▶ _To do_: Below, copy the items word for word, beginning at the line that contains "target | black tie" and ending with the final line of the items.

▶ _Stored rows_:
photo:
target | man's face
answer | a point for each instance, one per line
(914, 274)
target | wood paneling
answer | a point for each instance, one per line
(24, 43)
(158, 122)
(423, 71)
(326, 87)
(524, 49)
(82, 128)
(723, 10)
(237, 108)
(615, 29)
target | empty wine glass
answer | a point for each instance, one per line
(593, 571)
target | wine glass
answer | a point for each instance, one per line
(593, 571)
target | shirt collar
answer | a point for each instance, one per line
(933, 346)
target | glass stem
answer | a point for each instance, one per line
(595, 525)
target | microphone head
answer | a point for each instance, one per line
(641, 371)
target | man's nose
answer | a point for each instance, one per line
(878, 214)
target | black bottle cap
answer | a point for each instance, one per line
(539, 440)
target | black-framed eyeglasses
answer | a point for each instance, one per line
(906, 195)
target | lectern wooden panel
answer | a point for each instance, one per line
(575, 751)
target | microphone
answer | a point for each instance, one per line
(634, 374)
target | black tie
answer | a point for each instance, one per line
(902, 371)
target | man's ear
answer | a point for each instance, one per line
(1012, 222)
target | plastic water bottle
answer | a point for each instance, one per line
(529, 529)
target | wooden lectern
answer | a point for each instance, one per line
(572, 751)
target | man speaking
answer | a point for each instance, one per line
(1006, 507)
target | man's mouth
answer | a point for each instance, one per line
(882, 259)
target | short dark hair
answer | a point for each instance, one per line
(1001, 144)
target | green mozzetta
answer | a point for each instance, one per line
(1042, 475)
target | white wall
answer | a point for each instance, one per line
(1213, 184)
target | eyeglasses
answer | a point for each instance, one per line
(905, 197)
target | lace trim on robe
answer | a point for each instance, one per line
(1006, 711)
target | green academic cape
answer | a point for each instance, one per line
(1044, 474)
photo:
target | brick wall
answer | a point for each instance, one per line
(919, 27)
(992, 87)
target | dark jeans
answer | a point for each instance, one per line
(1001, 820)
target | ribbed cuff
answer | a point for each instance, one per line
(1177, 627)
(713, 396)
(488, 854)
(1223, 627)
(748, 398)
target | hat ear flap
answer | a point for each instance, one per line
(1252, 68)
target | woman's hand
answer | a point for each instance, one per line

▶ _Worked answer_:
target | black tie
answer | a point for each instance, one per line
(902, 371)
target | man's ear
answer | a point for each instance, one per line
(1012, 222)
target | plastic water bottle
answer | a point for each instance, one per line
(529, 529)
target | wooden lectern
answer | a point for each instance, one per line
(572, 751)
target | man speaking
answer | a point for each instance, one per line
(1006, 507)
target | man's mouth
answer | a point for each instance, one per line
(882, 259)
target | short dark hair
answer | a point for each instance, one per line
(1001, 144)
target | green mozzetta
answer | a point for each instance, one per line
(1042, 475)
target | white wall
answer | a point for each instance, one per line
(1213, 184)
target | eyeglasses
answer | a point for each instance, one per line
(905, 197)
target | lace trim on robe
answer | a point for each instance, one per line
(1006, 711)
target | green academic cape
answer | a point for each instance, one per line
(1044, 474)
photo:
target | brick wall
answer | a point for each instance, one per line
(919, 27)
(992, 87)
target | dark jeans
answer | a point for each instance, one per line
(1001, 820)
target | ribbed cuff
answer | a point for each instance, one per line
(1177, 627)
(713, 396)
(488, 854)
(1223, 627)
(748, 398)
target | hat ear flap
answer | a point for each instance, one per line
(1252, 68)
target | woman's hand
answer | a point for each instance, one per line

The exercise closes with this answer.